* The exercise
Retype the entries below word for word, everything from the line containing "Existence query: does the image contain any white sand?" down to the end of the entries, with both ends included. Leave the pictures out of your copy.

Records from a collection
········

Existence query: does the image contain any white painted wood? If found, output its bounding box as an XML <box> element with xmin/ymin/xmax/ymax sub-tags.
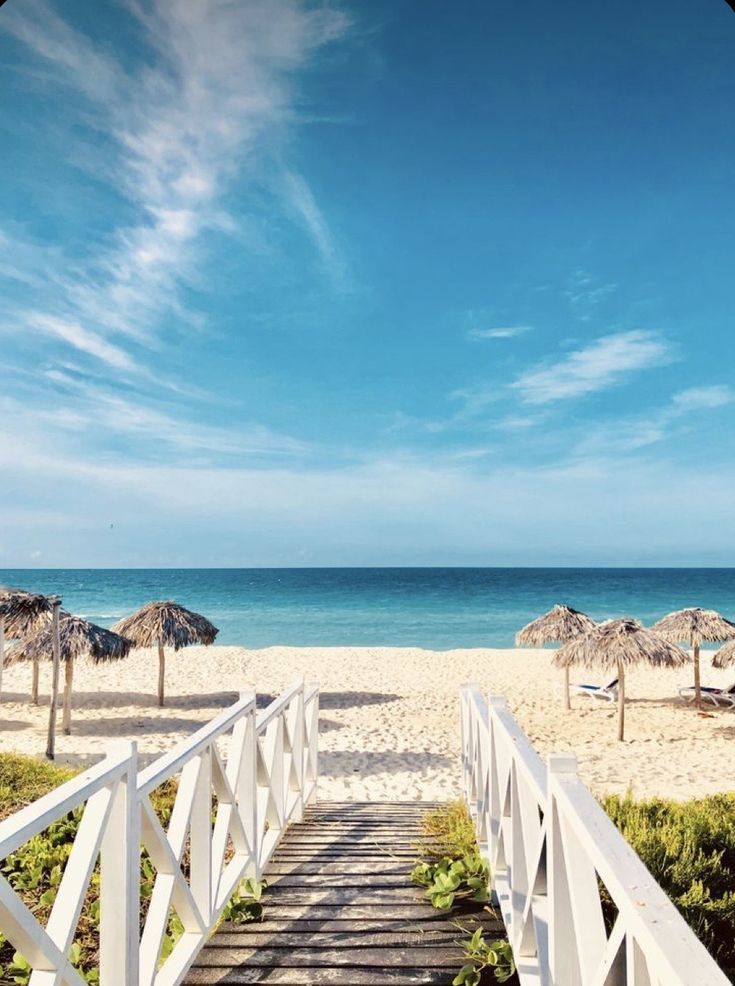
<box><xmin>100</xmin><ymin>741</ymin><xmax>140</xmax><ymax>986</ymax></box>
<box><xmin>460</xmin><ymin>685</ymin><xmax>728</xmax><ymax>986</ymax></box>
<box><xmin>0</xmin><ymin>681</ymin><xmax>319</xmax><ymax>986</ymax></box>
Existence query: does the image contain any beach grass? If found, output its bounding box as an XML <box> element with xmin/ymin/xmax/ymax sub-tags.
<box><xmin>603</xmin><ymin>794</ymin><xmax>735</xmax><ymax>982</ymax></box>
<box><xmin>0</xmin><ymin>753</ymin><xmax>262</xmax><ymax>986</ymax></box>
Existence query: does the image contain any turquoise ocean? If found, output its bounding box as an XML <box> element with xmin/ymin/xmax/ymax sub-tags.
<box><xmin>0</xmin><ymin>568</ymin><xmax>735</xmax><ymax>650</ymax></box>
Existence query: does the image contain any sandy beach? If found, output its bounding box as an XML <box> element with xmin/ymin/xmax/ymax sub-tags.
<box><xmin>0</xmin><ymin>647</ymin><xmax>735</xmax><ymax>800</ymax></box>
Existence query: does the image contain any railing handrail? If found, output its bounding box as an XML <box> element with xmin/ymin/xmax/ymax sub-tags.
<box><xmin>461</xmin><ymin>685</ymin><xmax>729</xmax><ymax>986</ymax></box>
<box><xmin>549</xmin><ymin>769</ymin><xmax>728</xmax><ymax>986</ymax></box>
<box><xmin>255</xmin><ymin>679</ymin><xmax>304</xmax><ymax>734</ymax></box>
<box><xmin>137</xmin><ymin>694</ymin><xmax>255</xmax><ymax>795</ymax></box>
<box><xmin>0</xmin><ymin>744</ymin><xmax>130</xmax><ymax>860</ymax></box>
<box><xmin>0</xmin><ymin>680</ymin><xmax>319</xmax><ymax>986</ymax></box>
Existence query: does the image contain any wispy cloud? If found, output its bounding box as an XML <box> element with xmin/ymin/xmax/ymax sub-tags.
<box><xmin>467</xmin><ymin>325</ymin><xmax>531</xmax><ymax>342</ymax></box>
<box><xmin>0</xmin><ymin>0</ymin><xmax>349</xmax><ymax>369</ymax></box>
<box><xmin>283</xmin><ymin>170</ymin><xmax>345</xmax><ymax>282</ymax></box>
<box><xmin>511</xmin><ymin>330</ymin><xmax>674</xmax><ymax>404</ymax></box>
<box><xmin>575</xmin><ymin>384</ymin><xmax>735</xmax><ymax>457</ymax></box>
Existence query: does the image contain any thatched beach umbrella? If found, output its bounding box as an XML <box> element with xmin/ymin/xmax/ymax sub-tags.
<box><xmin>516</xmin><ymin>605</ymin><xmax>597</xmax><ymax>709</ymax></box>
<box><xmin>554</xmin><ymin>619</ymin><xmax>689</xmax><ymax>740</ymax></box>
<box><xmin>112</xmin><ymin>602</ymin><xmax>219</xmax><ymax>705</ymax></box>
<box><xmin>0</xmin><ymin>586</ymin><xmax>55</xmax><ymax>705</ymax></box>
<box><xmin>712</xmin><ymin>640</ymin><xmax>735</xmax><ymax>668</ymax></box>
<box><xmin>8</xmin><ymin>613</ymin><xmax>132</xmax><ymax>735</ymax></box>
<box><xmin>651</xmin><ymin>607</ymin><xmax>735</xmax><ymax>709</ymax></box>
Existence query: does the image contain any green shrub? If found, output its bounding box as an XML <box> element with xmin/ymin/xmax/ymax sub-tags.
<box><xmin>411</xmin><ymin>801</ymin><xmax>517</xmax><ymax>986</ymax></box>
<box><xmin>417</xmin><ymin>801</ymin><xmax>477</xmax><ymax>859</ymax></box>
<box><xmin>0</xmin><ymin>754</ymin><xmax>264</xmax><ymax>986</ymax></box>
<box><xmin>603</xmin><ymin>794</ymin><xmax>735</xmax><ymax>982</ymax></box>
<box><xmin>411</xmin><ymin>849</ymin><xmax>490</xmax><ymax>911</ymax></box>
<box><xmin>452</xmin><ymin>928</ymin><xmax>516</xmax><ymax>986</ymax></box>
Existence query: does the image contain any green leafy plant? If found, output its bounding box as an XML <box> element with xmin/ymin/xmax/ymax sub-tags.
<box><xmin>416</xmin><ymin>801</ymin><xmax>477</xmax><ymax>859</ymax></box>
<box><xmin>411</xmin><ymin>850</ymin><xmax>490</xmax><ymax>911</ymax></box>
<box><xmin>452</xmin><ymin>928</ymin><xmax>516</xmax><ymax>986</ymax></box>
<box><xmin>603</xmin><ymin>794</ymin><xmax>735</xmax><ymax>982</ymax></box>
<box><xmin>0</xmin><ymin>754</ymin><xmax>265</xmax><ymax>986</ymax></box>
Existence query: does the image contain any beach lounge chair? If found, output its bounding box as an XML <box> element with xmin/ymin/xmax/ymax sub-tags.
<box><xmin>679</xmin><ymin>685</ymin><xmax>735</xmax><ymax>709</ymax></box>
<box><xmin>570</xmin><ymin>678</ymin><xmax>618</xmax><ymax>702</ymax></box>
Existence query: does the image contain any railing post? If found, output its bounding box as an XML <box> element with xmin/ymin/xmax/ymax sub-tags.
<box><xmin>235</xmin><ymin>689</ymin><xmax>262</xmax><ymax>880</ymax></box>
<box><xmin>286</xmin><ymin>678</ymin><xmax>304</xmax><ymax>822</ymax></box>
<box><xmin>306</xmin><ymin>686</ymin><xmax>319</xmax><ymax>804</ymax></box>
<box><xmin>546</xmin><ymin>753</ymin><xmax>582</xmax><ymax>986</ymax></box>
<box><xmin>189</xmin><ymin>746</ymin><xmax>214</xmax><ymax>927</ymax></box>
<box><xmin>99</xmin><ymin>742</ymin><xmax>140</xmax><ymax>986</ymax></box>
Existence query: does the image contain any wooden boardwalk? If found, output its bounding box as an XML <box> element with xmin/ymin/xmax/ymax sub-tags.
<box><xmin>186</xmin><ymin>802</ymin><xmax>505</xmax><ymax>986</ymax></box>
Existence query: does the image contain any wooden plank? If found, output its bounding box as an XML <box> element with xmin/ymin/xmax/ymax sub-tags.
<box><xmin>186</xmin><ymin>803</ymin><xmax>503</xmax><ymax>986</ymax></box>
<box><xmin>223</xmin><ymin>910</ymin><xmax>488</xmax><ymax>935</ymax></box>
<box><xmin>268</xmin><ymin>856</ymin><xmax>411</xmax><ymax>883</ymax></box>
<box><xmin>268</xmin><ymin>884</ymin><xmax>421</xmax><ymax>907</ymax></box>
<box><xmin>268</xmin><ymin>868</ymin><xmax>420</xmax><ymax>890</ymax></box>
<box><xmin>186</xmin><ymin>966</ymin><xmax>452</xmax><ymax>986</ymax></box>
<box><xmin>194</xmin><ymin>936</ymin><xmax>462</xmax><ymax>970</ymax></box>
<box><xmin>204</xmin><ymin>922</ymin><xmax>460</xmax><ymax>951</ymax></box>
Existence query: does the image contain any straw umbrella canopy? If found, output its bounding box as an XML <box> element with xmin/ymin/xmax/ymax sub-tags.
<box><xmin>554</xmin><ymin>618</ymin><xmax>689</xmax><ymax>740</ymax></box>
<box><xmin>712</xmin><ymin>640</ymin><xmax>735</xmax><ymax>668</ymax></box>
<box><xmin>0</xmin><ymin>586</ymin><xmax>53</xmax><ymax>705</ymax></box>
<box><xmin>516</xmin><ymin>604</ymin><xmax>597</xmax><ymax>709</ymax></box>
<box><xmin>7</xmin><ymin>612</ymin><xmax>132</xmax><ymax>736</ymax></box>
<box><xmin>651</xmin><ymin>607</ymin><xmax>735</xmax><ymax>709</ymax></box>
<box><xmin>112</xmin><ymin>602</ymin><xmax>219</xmax><ymax>706</ymax></box>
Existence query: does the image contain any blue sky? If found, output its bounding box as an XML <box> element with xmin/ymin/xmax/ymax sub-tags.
<box><xmin>0</xmin><ymin>0</ymin><xmax>735</xmax><ymax>567</ymax></box>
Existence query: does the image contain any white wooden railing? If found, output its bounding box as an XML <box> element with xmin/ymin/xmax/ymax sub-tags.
<box><xmin>0</xmin><ymin>682</ymin><xmax>319</xmax><ymax>986</ymax></box>
<box><xmin>460</xmin><ymin>685</ymin><xmax>729</xmax><ymax>986</ymax></box>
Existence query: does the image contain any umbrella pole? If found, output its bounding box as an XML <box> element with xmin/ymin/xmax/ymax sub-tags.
<box><xmin>618</xmin><ymin>661</ymin><xmax>625</xmax><ymax>742</ymax></box>
<box><xmin>46</xmin><ymin>602</ymin><xmax>61</xmax><ymax>760</ymax></box>
<box><xmin>61</xmin><ymin>654</ymin><xmax>74</xmax><ymax>736</ymax></box>
<box><xmin>31</xmin><ymin>657</ymin><xmax>40</xmax><ymax>705</ymax></box>
<box><xmin>694</xmin><ymin>641</ymin><xmax>702</xmax><ymax>709</ymax></box>
<box><xmin>158</xmin><ymin>640</ymin><xmax>166</xmax><ymax>707</ymax></box>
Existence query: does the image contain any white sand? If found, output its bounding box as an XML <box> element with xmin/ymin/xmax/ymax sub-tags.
<box><xmin>0</xmin><ymin>647</ymin><xmax>735</xmax><ymax>800</ymax></box>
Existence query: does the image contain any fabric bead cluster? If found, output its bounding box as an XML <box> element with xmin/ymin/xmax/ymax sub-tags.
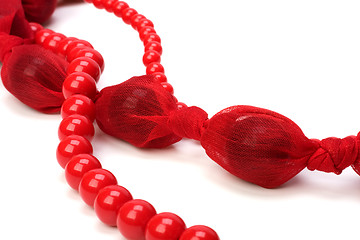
<box><xmin>31</xmin><ymin>0</ymin><xmax>219</xmax><ymax>240</ymax></box>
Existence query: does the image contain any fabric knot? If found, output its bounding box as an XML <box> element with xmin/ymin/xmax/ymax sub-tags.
<box><xmin>307</xmin><ymin>136</ymin><xmax>359</xmax><ymax>174</ymax></box>
<box><xmin>168</xmin><ymin>107</ymin><xmax>208</xmax><ymax>141</ymax></box>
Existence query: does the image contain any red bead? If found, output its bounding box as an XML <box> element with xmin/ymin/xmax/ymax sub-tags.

········

* Solution to this exercise
Existence query: does the image contain any white sand? If found, output its bounding box as an XML <box> element with xmin/ymin/xmax/ymax sub-tags.
<box><xmin>0</xmin><ymin>647</ymin><xmax>735</xmax><ymax>800</ymax></box>
Existence query: does the image contain any fabric bead cluster? If found, output its bounding box as an XML <box> element with xmin/ymin/xmax/ymax sub-tags.
<box><xmin>31</xmin><ymin>0</ymin><xmax>219</xmax><ymax>240</ymax></box>
Existence query: does the image contain any fabric knot? If found, output its bounding box as an XML <box> element with xmin/ymin/xmax/ymax sub-tags.
<box><xmin>307</xmin><ymin>136</ymin><xmax>359</xmax><ymax>174</ymax></box>
<box><xmin>168</xmin><ymin>107</ymin><xmax>208</xmax><ymax>141</ymax></box>
Existence query: does the image contain any red bead? If found, output its bounding box as an XML <box> element with xmin/ymin/xmax/ymax sub-tags.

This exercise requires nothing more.